Dataset entries:
[START]

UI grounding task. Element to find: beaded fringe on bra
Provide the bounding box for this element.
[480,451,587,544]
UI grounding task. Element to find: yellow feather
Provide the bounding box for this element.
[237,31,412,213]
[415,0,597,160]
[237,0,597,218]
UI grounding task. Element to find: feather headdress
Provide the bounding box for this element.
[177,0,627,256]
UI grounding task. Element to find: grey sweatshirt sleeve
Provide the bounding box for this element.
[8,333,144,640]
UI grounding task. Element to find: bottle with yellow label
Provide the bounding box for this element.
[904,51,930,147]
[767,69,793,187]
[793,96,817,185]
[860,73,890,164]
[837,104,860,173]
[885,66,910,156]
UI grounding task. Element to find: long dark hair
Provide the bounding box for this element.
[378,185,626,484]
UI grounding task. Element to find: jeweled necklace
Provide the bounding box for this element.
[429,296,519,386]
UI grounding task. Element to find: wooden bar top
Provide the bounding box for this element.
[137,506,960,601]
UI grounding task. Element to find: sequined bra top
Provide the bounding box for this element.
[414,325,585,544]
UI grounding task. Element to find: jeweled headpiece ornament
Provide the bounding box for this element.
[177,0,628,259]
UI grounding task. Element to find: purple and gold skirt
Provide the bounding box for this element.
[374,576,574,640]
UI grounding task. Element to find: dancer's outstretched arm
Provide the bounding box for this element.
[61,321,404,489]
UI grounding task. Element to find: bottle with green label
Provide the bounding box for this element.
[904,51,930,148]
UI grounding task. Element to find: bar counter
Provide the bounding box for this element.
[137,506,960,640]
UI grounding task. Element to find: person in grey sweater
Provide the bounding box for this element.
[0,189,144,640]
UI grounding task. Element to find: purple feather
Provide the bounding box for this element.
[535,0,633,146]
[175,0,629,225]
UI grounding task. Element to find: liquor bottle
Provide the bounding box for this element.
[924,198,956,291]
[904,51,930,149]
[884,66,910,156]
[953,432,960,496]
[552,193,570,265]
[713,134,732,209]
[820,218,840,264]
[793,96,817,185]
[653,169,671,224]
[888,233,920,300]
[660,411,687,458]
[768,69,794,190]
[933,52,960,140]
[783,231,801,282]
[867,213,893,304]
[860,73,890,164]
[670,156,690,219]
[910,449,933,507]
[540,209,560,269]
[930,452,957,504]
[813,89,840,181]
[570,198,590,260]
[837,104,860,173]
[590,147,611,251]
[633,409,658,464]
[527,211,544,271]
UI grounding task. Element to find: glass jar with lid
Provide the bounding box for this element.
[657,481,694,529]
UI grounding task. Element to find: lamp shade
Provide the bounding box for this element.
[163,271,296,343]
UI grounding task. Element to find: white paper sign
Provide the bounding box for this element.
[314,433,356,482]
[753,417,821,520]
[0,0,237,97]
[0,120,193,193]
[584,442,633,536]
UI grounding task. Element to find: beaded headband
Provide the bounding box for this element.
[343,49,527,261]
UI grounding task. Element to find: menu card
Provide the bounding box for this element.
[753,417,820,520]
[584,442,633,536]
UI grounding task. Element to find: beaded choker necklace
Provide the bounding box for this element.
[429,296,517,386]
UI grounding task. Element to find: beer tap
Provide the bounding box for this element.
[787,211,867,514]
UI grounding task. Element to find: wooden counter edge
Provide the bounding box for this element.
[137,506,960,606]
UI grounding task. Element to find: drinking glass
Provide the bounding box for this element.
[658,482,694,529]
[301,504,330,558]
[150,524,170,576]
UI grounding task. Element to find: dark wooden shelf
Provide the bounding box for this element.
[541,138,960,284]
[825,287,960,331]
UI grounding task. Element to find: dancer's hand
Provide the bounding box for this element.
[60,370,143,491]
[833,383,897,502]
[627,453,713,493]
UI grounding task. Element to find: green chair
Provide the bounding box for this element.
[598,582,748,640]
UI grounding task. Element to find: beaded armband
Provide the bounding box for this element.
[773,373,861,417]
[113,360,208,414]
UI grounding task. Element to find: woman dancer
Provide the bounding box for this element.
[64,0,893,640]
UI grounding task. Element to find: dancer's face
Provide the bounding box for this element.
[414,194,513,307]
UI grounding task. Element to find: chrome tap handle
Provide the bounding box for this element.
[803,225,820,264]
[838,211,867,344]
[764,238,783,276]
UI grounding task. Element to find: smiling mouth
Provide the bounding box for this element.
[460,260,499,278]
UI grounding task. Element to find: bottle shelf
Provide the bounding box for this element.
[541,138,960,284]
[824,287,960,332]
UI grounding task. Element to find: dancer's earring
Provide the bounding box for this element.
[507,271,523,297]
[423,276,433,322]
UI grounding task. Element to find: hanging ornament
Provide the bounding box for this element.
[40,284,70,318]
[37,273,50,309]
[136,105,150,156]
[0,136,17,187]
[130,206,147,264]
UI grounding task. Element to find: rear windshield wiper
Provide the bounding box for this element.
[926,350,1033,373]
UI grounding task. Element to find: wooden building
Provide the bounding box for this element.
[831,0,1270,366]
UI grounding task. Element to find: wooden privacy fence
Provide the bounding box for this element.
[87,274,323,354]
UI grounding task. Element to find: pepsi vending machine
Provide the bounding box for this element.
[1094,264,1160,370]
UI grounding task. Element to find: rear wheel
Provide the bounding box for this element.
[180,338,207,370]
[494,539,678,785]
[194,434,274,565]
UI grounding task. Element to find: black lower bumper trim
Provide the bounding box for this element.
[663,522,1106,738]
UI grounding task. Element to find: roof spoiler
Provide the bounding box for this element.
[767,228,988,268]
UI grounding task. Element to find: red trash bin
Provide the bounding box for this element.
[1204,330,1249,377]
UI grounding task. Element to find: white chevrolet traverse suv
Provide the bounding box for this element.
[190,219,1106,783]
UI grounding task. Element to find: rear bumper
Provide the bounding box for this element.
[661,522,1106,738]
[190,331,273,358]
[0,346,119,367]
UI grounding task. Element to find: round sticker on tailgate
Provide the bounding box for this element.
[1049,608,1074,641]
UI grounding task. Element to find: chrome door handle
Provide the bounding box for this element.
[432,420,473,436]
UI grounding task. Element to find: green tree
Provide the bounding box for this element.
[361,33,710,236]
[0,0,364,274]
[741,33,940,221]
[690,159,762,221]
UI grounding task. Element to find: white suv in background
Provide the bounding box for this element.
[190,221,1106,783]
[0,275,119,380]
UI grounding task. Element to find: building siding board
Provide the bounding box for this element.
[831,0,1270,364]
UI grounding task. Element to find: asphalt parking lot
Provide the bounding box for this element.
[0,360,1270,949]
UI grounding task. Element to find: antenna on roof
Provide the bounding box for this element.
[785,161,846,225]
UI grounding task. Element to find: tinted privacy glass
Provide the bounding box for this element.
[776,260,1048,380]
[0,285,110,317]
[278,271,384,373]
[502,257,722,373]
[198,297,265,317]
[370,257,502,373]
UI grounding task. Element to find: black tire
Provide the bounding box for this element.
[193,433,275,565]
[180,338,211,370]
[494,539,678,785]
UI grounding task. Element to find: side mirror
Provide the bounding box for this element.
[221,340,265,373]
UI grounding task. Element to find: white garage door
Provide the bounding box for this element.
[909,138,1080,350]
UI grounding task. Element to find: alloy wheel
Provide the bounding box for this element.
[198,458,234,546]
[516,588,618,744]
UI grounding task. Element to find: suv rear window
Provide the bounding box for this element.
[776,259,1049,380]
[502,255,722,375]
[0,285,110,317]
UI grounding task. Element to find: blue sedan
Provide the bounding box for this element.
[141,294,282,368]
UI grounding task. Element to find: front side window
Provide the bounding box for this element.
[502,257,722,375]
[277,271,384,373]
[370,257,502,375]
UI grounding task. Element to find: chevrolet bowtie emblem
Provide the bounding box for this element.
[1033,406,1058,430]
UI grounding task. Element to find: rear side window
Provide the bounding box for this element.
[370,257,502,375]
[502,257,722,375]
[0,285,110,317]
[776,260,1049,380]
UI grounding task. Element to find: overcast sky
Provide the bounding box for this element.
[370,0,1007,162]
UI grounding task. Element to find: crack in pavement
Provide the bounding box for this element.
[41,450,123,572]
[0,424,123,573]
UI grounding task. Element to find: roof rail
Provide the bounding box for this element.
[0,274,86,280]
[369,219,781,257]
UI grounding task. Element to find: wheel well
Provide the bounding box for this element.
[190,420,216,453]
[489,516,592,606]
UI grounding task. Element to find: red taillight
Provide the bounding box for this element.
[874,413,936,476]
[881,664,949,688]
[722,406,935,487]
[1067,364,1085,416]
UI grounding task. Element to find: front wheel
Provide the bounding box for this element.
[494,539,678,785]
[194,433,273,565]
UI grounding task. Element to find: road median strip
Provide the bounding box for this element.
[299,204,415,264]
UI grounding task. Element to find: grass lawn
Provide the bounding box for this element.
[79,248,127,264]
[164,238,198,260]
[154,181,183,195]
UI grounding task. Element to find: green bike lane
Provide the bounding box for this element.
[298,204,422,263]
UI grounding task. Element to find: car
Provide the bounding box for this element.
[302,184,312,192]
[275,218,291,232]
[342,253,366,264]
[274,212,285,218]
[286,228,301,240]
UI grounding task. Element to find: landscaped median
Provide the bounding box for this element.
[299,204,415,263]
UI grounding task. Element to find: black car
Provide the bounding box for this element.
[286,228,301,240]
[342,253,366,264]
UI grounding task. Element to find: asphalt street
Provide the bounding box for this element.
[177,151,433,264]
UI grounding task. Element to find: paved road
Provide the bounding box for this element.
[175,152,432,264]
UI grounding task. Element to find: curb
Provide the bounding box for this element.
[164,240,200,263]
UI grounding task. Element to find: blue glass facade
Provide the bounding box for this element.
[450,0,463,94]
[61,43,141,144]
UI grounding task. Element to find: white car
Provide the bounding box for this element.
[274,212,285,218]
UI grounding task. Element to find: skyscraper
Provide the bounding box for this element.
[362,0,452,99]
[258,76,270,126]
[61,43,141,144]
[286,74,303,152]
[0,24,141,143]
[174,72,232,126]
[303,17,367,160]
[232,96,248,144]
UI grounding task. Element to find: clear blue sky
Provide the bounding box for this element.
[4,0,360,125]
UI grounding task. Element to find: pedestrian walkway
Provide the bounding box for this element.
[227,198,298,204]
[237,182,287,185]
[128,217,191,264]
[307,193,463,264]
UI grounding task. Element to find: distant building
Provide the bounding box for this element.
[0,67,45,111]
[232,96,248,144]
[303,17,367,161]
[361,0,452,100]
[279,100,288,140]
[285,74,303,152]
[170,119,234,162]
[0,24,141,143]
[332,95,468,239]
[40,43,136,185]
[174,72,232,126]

[END]

* _Requirements_
Lay out the rows as a Markdown table with the columns "Number" and "Entry," starting at the line that contains "UI grounding task. Element to find: asphalt parking" and ending at the line that contains "[141,294,282,368]", both included. Number each row and leave out blank lines.

* _Reply to the exercise_
| Number | Entry |
|---|---|
| 1 | UI grounding task. Element to find: asphalt parking lot |
| 2 | Provide the bounding box for this element. |
| 3 | [0,360,1270,949] |
| 4 | UI grounding task. Element to find: antenna on roof |
| 5 | Provide the bounding box for this element. |
| 6 | [785,161,846,225] |
| 7 | UI grounding task. Element to find: tinted privacy glass |
| 8 | Provide the bounding box for this element. |
| 9 | [776,260,1048,380] |
| 10 | [0,285,110,317] |
| 11 | [278,271,384,373] |
| 12 | [502,257,722,373] |
| 13 | [198,297,265,317] |
| 14 | [370,257,502,373] |
| 15 | UI grounding task. Element to find: black tire |
| 16 | Provide the bounding box for this element. |
| 17 | [193,433,275,565] |
| 18 | [180,338,211,370] |
| 19 | [494,539,678,785] |
| 20 | UI grounding task. Element to find: side mirror |
| 21 | Provide the bounding box for this element. |
| 22 | [221,340,265,373] |
| 23 | UI grounding task. Element to find: white garage door |
| 24 | Provide the bounding box for this element. |
| 25 | [909,138,1080,350] |
| 26 | UI grounding task. Element to find: alloy wheel |
| 27 | Provide the bounding box for this element. |
| 28 | [198,458,234,546] |
| 29 | [516,588,618,744] |
| 30 | UI grounding task. Element to find: suv rear window |
| 31 | Provide the bounding box for this element. |
| 32 | [776,259,1049,380] |
| 33 | [502,255,722,375] |
| 34 | [0,285,110,317] |
| 35 | UI grounding task. Element to find: blue sedan |
| 36 | Provide the bounding box for this element. |
| 37 | [141,294,282,368] |